►

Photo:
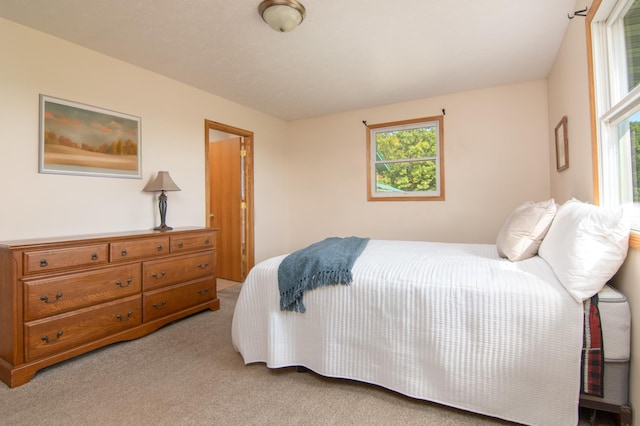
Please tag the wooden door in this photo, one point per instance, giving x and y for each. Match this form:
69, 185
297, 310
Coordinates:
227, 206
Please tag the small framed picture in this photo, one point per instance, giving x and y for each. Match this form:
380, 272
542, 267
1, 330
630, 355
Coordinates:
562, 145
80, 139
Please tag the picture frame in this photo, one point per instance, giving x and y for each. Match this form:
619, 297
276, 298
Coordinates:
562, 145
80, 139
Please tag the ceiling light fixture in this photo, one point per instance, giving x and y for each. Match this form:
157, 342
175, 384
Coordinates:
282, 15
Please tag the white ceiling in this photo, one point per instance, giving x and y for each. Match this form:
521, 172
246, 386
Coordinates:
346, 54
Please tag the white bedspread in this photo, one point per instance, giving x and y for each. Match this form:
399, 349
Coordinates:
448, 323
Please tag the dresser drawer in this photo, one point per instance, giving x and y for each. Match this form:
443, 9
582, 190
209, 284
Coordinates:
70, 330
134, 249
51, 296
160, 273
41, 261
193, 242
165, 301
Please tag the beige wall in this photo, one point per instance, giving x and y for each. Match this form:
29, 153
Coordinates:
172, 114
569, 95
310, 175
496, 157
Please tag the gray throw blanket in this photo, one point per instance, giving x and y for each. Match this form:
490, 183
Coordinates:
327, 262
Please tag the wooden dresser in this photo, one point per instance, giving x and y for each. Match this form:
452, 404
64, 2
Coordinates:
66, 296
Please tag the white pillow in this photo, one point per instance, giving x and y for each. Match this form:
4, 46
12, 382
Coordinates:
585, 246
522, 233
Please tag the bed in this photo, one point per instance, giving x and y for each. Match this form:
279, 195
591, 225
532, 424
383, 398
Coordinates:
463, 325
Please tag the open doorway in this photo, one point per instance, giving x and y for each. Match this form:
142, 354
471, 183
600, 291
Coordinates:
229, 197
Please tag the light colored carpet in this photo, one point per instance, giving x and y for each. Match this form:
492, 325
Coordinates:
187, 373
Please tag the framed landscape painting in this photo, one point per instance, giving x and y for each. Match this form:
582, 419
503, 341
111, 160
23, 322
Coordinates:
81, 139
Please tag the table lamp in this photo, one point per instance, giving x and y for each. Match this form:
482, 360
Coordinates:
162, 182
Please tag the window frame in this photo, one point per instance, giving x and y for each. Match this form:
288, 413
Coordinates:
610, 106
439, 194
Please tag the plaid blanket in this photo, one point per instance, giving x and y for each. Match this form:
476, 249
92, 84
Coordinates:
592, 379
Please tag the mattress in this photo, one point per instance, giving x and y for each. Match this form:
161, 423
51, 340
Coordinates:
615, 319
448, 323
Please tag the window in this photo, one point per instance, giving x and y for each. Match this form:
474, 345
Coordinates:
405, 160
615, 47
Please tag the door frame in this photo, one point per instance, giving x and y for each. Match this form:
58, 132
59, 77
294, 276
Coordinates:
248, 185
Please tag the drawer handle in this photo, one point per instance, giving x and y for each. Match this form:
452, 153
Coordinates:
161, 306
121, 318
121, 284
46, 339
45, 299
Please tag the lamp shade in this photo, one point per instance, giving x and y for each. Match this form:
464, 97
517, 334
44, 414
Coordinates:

◄

> [Work required]:
Rewrite all of the lines above with every "Match this form" changed to "Follow this format" and nothing else altered. Leave the pictures out of your version.

> [Full solution]:
Photo:
Please tag the wooden door in this photo, one point per instance, giving x and y for each. Follow this format:
69, 185
297, 310
Coordinates:
227, 206
Please tag the small framed picture in this photo, one point per instance, giving x and y for each. Follow this format:
380, 272
542, 267
1, 330
630, 355
Coordinates:
562, 145
80, 139
Please tag the picture frame in this photo, one point per instance, giving x and y for each. Follow this format:
619, 297
276, 298
Coordinates:
562, 145
80, 139
Please tag the ceiling light fixture in this photo, one point per instance, giving x and y for each. Follow this format:
157, 342
175, 384
Coordinates:
282, 15
Please tag the white ceiling in this photo, one point per instance, giving x and y for each. Follow this format:
521, 172
246, 386
Coordinates:
346, 54
Please tag the white bedspread in this photo, one point per instance, giving x and y for each. Follow this format:
399, 349
Coordinates:
448, 323
Please tag the dresser drawer in this photo, one point per instance, giving x and y for each. Follow this format:
443, 9
582, 190
209, 284
Coordinates:
70, 330
134, 249
51, 296
160, 273
41, 261
193, 242
165, 301
Please tag the beige wall in this photo, one point per instance, giving x and y for each. Follow this format:
29, 153
Coordinates:
172, 114
569, 95
310, 175
496, 157
Please tag the gray throw blanket in this photo, one point per instance, giving x and y for each. Follow this format:
490, 183
Coordinates:
327, 262
Please tag the wooden dresser in this photo, one point per instance, giving x and y for each. Follow this format:
452, 404
64, 2
Coordinates:
66, 296
Please tag the white pillow in this photo, one point per instance, giving x and y for each. Follow this format:
4, 46
12, 382
Coordinates:
585, 246
522, 233
Please tag the bed in this photo, one point per instance, giving x and y for each. Follow this format:
279, 195
591, 225
532, 424
383, 398
Coordinates:
463, 325
Please tag the open doorway in this photo, one point per instance, giving x and y for each. Follow this format:
142, 354
471, 183
600, 291
Coordinates:
229, 197
Please tag the light colored carpet in this photo, one point per instance, giving x and y for each. Follow this format:
492, 325
Coordinates:
187, 373
Please tag the framed landscape painting in this photo, one point per instance, giving x and y for each. Follow this format:
582, 419
503, 341
111, 160
23, 322
Coordinates:
81, 139
Please tag the table lamp in this photo, one point per instance, giving x and y for each. Follow this format:
482, 360
Coordinates:
162, 182
Please tag the window frame in this photo, one point per instance, giving x and y for each. Follow this format:
288, 413
Coordinates:
610, 106
439, 194
Please tag the plaid blanket in this photo, one point per instance, giving x and y for each. Follow this format:
476, 249
92, 84
Coordinates:
592, 379
Please tag the mattress in this photo, one point per instance, giving x and y for each. Follow this format:
161, 423
51, 340
Coordinates:
615, 319
448, 323
Please tag the window in this photo, one point per instance, giving x and y for each. Follow this format:
474, 345
Coordinates:
405, 160
615, 47
Please tag the door frame in this photo, one point per instance, giving x and y for each. Follow this format:
58, 132
59, 77
294, 276
Coordinates:
248, 185
Please tag the drawer handle in this photo, one point per instance, giving x and y for each. Follow this format:
452, 153
Coordinates:
161, 306
121, 318
121, 284
46, 339
45, 299
Please tag the lamp shade in this photo, one point per instance, giving x and y for each. Follow this format:
464, 97
517, 334
44, 414
Coordinates:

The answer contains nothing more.